Saved entries:
+--
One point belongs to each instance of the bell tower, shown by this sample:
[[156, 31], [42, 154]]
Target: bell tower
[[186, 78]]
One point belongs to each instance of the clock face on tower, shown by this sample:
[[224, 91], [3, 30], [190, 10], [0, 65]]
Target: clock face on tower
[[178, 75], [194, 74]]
+--
Write out every entry again, keeping each line exactly the same.

One point belongs to each instance of the bell tower, shown by this sample:
[[156, 31], [42, 154]]
Target: bell tower
[[186, 78]]
One point belongs to each instance of the clock face on tower, shown by this sample:
[[224, 91], [3, 30], [190, 10], [0, 65]]
Target: clock face on tower
[[178, 75], [194, 74]]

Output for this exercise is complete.